● **About this task**: Update the material from its first line through the line containing "positive clicks: (105, 317)", replacing "rough mask" with "coarse mask" and leaving everything else unchanged. Give only those lines.

--

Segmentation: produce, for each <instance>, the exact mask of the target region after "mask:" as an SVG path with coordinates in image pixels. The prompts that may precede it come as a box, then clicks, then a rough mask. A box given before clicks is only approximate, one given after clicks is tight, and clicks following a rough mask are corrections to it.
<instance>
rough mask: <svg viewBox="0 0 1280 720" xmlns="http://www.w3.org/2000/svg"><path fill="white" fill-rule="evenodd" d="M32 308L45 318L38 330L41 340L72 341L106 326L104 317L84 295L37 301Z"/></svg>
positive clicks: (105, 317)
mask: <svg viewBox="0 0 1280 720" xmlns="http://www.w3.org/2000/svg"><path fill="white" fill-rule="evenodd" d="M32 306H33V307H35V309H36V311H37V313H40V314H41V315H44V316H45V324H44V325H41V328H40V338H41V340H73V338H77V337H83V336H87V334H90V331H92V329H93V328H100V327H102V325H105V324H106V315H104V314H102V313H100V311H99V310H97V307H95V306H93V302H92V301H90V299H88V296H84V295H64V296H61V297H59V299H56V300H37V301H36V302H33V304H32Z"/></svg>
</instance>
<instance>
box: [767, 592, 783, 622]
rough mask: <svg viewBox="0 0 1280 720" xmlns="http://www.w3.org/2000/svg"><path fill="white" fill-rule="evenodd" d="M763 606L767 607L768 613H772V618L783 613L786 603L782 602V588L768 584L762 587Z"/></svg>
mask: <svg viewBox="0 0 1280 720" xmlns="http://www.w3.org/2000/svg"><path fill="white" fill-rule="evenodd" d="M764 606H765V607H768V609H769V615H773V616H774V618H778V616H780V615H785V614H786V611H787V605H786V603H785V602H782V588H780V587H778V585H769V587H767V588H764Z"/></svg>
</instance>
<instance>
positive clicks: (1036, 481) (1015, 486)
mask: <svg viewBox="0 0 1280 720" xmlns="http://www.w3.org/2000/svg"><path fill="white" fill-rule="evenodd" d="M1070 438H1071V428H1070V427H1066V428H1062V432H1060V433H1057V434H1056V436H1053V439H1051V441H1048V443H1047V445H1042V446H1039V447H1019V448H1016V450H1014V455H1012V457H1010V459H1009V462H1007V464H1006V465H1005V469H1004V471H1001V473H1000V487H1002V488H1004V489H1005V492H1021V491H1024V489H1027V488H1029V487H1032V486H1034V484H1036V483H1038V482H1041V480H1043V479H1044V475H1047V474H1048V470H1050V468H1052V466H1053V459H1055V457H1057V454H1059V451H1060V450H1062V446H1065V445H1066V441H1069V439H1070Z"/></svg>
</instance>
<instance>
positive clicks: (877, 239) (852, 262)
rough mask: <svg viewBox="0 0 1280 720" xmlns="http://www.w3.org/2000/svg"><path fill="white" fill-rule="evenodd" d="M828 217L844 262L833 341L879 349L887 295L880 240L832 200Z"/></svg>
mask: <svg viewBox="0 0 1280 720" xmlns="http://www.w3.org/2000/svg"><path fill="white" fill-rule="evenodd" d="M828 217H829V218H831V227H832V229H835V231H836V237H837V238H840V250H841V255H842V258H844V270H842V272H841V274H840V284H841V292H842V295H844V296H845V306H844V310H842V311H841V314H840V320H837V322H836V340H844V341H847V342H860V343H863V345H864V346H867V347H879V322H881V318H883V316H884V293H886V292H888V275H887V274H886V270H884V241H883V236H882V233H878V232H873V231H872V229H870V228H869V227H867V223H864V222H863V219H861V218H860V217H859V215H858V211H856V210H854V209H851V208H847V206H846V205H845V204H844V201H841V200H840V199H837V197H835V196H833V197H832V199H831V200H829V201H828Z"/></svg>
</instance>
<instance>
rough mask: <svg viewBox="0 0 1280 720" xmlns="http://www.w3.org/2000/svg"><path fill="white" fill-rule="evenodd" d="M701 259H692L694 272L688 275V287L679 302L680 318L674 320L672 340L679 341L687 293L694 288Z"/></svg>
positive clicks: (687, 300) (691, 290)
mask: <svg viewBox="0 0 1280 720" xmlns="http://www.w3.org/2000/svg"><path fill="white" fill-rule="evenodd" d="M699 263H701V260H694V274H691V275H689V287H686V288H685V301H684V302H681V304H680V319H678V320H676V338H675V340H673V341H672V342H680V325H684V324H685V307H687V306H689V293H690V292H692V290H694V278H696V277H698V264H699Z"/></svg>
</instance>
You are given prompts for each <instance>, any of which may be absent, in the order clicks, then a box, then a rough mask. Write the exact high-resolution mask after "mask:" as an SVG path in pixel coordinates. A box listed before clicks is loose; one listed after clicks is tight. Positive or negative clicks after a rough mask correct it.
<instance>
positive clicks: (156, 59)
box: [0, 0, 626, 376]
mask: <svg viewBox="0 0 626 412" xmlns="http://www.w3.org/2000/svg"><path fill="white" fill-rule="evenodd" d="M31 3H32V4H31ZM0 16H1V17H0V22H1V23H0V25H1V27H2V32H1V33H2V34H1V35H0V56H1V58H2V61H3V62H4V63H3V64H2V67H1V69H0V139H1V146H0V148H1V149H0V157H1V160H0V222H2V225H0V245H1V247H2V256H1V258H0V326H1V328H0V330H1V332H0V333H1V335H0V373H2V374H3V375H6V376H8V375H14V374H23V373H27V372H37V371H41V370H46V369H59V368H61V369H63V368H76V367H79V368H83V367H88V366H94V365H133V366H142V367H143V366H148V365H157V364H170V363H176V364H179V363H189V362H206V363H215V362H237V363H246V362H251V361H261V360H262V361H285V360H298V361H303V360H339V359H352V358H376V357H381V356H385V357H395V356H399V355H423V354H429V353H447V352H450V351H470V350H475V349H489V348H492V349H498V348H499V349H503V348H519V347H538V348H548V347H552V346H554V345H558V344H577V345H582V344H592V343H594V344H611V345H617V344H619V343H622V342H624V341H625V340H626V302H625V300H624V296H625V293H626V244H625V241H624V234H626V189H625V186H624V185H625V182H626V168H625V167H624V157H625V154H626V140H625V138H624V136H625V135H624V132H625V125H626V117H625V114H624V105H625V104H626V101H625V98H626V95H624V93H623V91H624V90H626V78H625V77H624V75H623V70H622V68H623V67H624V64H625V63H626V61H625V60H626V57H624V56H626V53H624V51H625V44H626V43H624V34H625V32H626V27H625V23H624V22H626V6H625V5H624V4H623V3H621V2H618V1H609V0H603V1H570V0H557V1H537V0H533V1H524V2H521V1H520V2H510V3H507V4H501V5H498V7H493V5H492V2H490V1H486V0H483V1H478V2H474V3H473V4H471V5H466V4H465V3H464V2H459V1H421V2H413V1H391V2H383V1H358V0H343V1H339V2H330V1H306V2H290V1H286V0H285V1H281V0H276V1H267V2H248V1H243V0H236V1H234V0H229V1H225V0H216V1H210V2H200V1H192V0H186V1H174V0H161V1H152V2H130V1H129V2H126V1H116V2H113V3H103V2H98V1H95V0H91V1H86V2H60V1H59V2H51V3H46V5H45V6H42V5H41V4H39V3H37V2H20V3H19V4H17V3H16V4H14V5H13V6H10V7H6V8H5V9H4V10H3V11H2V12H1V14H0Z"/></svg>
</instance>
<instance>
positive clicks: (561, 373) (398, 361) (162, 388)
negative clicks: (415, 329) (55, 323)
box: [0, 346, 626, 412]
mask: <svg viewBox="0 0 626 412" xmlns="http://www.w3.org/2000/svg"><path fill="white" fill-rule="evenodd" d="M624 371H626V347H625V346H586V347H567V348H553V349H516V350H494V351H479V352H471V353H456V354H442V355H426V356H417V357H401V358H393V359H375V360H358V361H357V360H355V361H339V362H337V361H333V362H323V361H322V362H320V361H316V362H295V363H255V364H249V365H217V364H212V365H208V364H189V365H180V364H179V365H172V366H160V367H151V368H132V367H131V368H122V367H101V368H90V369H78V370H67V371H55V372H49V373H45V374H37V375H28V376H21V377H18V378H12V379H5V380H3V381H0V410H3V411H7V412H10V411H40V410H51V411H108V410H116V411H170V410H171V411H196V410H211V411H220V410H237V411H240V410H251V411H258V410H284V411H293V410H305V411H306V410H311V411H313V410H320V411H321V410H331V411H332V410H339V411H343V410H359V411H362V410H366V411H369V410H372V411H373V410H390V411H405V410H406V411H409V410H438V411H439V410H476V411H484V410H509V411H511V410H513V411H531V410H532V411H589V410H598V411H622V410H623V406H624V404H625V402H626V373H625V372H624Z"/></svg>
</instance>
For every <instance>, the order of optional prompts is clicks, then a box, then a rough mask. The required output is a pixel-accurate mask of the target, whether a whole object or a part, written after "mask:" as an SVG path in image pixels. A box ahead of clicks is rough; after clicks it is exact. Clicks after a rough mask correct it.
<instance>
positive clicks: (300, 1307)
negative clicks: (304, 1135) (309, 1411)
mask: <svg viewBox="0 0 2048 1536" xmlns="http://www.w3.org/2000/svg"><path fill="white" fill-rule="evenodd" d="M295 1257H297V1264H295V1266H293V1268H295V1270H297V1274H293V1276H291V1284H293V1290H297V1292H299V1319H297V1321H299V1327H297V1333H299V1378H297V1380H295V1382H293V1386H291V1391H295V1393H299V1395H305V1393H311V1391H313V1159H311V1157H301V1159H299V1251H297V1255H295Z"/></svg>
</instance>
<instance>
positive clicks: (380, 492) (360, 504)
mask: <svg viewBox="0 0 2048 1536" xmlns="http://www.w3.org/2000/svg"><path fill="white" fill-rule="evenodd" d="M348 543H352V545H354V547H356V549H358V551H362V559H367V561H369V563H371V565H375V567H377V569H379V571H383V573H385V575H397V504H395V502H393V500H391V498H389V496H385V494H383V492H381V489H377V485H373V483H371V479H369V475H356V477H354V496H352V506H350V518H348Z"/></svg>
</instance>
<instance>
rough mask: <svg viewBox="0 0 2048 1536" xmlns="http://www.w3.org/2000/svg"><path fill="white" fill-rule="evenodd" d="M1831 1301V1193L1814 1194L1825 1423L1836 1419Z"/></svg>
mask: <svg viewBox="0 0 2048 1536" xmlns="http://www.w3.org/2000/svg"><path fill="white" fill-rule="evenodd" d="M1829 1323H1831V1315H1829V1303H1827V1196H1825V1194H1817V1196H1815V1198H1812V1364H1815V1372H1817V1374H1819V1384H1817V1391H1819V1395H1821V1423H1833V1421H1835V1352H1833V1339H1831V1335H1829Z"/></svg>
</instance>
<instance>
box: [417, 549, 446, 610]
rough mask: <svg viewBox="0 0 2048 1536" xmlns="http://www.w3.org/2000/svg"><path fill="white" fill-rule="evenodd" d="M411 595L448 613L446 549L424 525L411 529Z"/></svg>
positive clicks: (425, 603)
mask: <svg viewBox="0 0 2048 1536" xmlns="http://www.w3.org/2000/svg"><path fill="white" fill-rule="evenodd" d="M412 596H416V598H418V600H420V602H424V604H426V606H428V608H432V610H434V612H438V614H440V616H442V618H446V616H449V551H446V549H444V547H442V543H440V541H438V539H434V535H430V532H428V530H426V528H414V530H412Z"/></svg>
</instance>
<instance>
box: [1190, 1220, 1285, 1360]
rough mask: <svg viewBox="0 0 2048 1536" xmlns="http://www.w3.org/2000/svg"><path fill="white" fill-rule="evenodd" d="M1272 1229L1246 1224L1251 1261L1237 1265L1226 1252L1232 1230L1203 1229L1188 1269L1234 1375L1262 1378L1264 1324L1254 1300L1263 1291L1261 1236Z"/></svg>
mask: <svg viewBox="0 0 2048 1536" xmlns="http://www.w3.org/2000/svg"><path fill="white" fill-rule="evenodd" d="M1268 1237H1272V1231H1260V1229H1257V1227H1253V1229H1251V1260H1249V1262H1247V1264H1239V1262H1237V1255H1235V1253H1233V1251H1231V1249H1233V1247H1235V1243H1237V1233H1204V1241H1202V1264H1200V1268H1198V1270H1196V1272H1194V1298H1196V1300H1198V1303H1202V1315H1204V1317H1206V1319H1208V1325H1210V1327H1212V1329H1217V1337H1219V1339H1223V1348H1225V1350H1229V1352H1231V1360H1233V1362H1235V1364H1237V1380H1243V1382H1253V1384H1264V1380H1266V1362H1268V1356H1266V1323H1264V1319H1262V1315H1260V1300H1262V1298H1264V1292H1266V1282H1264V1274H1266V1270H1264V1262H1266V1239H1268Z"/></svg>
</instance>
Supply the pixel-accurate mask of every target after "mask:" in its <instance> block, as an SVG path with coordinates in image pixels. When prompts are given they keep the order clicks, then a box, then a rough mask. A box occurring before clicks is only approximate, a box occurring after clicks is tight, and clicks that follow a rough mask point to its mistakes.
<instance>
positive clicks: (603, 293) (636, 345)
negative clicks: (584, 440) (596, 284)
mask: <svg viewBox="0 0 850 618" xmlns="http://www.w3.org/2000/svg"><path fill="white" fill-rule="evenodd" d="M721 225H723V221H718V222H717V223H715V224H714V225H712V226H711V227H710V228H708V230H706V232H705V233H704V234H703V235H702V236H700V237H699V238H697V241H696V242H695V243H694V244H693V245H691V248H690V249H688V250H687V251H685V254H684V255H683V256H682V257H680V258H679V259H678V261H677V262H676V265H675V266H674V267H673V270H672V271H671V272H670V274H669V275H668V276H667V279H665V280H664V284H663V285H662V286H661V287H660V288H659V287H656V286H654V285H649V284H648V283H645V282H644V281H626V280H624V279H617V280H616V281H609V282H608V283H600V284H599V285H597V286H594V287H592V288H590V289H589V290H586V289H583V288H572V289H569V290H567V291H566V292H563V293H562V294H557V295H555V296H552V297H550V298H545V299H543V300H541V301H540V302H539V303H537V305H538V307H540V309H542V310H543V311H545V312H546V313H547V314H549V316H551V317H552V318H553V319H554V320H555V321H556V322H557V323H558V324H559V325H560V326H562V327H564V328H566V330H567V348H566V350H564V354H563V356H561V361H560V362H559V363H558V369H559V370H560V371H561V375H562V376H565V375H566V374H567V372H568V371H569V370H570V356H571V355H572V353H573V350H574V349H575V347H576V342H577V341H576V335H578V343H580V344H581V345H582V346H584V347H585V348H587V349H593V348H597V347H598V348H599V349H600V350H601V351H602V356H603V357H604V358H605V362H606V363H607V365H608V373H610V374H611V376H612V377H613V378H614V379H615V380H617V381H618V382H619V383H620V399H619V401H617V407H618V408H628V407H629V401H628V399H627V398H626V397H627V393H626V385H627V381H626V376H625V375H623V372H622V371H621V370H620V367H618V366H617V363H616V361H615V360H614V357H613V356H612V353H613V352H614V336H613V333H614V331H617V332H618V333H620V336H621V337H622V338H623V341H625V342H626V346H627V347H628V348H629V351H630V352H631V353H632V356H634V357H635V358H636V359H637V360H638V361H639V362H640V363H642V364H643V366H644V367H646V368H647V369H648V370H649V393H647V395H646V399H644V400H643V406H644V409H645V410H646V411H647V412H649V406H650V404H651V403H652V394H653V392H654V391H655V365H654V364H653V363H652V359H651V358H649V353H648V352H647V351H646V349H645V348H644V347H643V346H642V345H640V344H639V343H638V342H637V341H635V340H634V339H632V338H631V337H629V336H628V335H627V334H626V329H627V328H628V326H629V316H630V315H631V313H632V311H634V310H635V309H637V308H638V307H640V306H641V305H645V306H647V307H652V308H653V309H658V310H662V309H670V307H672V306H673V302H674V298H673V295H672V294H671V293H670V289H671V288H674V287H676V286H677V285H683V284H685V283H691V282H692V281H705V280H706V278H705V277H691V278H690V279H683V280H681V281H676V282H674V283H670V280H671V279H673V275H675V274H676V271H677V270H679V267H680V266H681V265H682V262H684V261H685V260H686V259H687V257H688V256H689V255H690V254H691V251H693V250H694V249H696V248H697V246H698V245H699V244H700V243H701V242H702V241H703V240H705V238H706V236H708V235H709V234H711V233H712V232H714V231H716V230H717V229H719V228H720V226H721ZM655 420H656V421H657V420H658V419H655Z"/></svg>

--

● **Result below**:
Segmentation: produce, for each <instance>, the exact mask of the target region after "mask:" as an SVG path with coordinates in image pixels. The prompts that may precede it come as a box, then clicks, then a coarse mask. A box given before clicks is only approximate, one given after clicks is tight, and clicks following a coarse mask are corrections to it.
<instance>
coarse mask: <svg viewBox="0 0 1280 720" xmlns="http://www.w3.org/2000/svg"><path fill="white" fill-rule="evenodd" d="M32 308L45 318L38 330L41 340L72 341L106 326L104 317L84 295L37 301Z"/></svg>
positive clicks: (105, 317)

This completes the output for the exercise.